ÉNONCÉ 1: Selon le texte sur la Marine nationale, quels pays sont les nouveaux acteurs des politiques de puissance maritime ?
ÉNONCÉ 2: Indiquez si chacune des affirmations suivantes concorde avec le texte sur la Marine nationale, en citant les mots du texte qui tranchent : (a) nos intérêts se limitent désormais à nos frontières ; (b) les nouveaux acteurs de la puissance maritime emploient leurs outils pour sécuriser leurs voies d'approvisionnement stratégique ; (c) les organisations terroristes et les réseaux criminels poursuivent les mêmes objectifs.
ÉNONCÉ 3: Rédigez la suite du texte sur la Marine nationale, après la citation qui le termine.

EXTRAIT DU TEXTE:
§ §
La Marine, au cœur de la défense nationale
Le contexte stratégique dans lequel évolue aujourd’hui la Marine nationale présente des ruptures, et des continuités. Ces ruptures sont d’abord d’ordre stratégique : nos intérêts ne se limitent plus à nos frontières, mais existent dans toutes les régions du monde avec lesquelles nous entretenons des échanges.
REPÈRES
Le contexte stratégique actuel est marqué par deux tendances lourdes.
La première est le retour en force des politiques de puissance maritime. Les nouveaux acteurs en sont la Russie, la Chine, l’Inde, le Brésil ou le Japon. Ces pays acquièrent des outils de puissance maritime (porte-avions, frégates, sous-marins à propulsion nucléaire, etc.). Ils les emploient pour sécuriser leurs voies maritimes d’approvisionnement stratégique et asseoir leur souveraineté. Leur vision est désormais mondiale.
L’autre est l’irruption d’acteurs non étatiques agissant en mer, organisations terroristes ou puissants réseaux criminels (piraterie, trafic de drogue, d’armes, d’êtres humains, etc.), les deux étant souvent liés. Les objectifs de ces organisations diffèrent, mais les menaces qu’elles représentent s’interconnectent pour se nourrir mutuellement. Cette interconnexion nécessite de pouvoir lutter sur plusieurs fronts
Préserver nos intérêts
En mer, nous devons être présents dans ces régions pour préserver ces intérêts. Certains sont tentés de créer de nouvelles frontières maritimes pour s’assurer de l’exclusivité sur les ressources des océans : cette tendance sera source de frictions à l’avenir.
“ On voit resurgir la piraterie que l’on croyait enterrée ”
§ §
[Entrées d'un jeu de données de pointage]
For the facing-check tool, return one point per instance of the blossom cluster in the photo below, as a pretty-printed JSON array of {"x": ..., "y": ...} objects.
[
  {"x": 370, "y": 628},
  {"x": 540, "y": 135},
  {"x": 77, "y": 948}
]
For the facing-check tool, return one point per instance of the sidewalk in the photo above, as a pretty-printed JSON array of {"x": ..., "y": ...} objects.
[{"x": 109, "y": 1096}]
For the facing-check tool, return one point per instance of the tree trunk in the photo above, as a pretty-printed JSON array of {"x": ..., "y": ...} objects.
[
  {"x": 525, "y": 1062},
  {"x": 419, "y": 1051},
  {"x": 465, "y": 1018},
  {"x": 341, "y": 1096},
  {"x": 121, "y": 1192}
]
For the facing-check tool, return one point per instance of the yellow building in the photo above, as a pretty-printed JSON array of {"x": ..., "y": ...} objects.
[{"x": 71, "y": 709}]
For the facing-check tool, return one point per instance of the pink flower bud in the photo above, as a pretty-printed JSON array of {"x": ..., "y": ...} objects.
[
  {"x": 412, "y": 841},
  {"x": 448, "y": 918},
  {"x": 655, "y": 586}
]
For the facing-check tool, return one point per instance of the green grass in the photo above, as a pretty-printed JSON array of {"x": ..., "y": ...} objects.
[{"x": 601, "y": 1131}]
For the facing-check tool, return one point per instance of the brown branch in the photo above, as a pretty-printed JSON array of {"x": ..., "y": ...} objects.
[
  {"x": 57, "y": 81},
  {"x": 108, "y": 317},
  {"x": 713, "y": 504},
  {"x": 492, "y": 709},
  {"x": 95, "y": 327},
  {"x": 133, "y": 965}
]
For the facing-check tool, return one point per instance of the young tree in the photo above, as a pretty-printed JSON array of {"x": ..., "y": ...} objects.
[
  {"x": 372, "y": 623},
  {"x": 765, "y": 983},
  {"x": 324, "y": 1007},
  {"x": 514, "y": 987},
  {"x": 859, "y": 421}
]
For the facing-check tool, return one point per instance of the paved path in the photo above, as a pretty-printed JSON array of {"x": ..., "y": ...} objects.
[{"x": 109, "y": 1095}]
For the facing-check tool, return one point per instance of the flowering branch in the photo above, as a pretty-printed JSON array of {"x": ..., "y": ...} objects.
§ §
RÉPONSE ATTENDUE 1: La Russie, la Chine, l'Inde, le Brésil ou le Japon.

RÉPONSE ATTENDUE 2:
(a) Non : « nos intérêts ne se limitent plus à nos frontières ».
(b) Oui : « Ils les emploient pour sécuriser leurs voies maritimes d’approvisionnement stratégique ».
(c) Non : « Les objectifs de ces organisations diffèrent ».

RÉPONSE ATTENDUE 3:
De nouvelles menaces pèsent sur les flux maritimes : c’est le cas de la piraterie, que l’on croyait enterrée. En océan Indien, l’action des forces navales a permis d’en réduire fortement la menace depuis 2008.
Celle-ci explose en revanche dans le golfe de Guinée et en Asie du Sud-Est. La situation « non-guerre/non-paix » vient apporter le juridisme sur le champ de bataille et complexifie la conduite de l’action en mer.
Enfin, on assiste à un phénomène de « bourgeonnement littoral » : une arrivée massive des populations en bord de mer pour pouvoir bénéficier des ressources offertes par la mer. De fait, 70 % de la population mondiale vit maintenant à moins de 500 km des côtes1.
Ruptures technologiques
Les ruptures sont également technologiques. La course au gigantisme dans l’industrie navale se traduit par la construction de porte-conteneurs capables de transporter 19 000 « boîtes ». Certains paquebots embarquent jusqu’à 8 000 personnes.
Ces dimensions soulèvent d’importantes questions en matière de sécurité maritime.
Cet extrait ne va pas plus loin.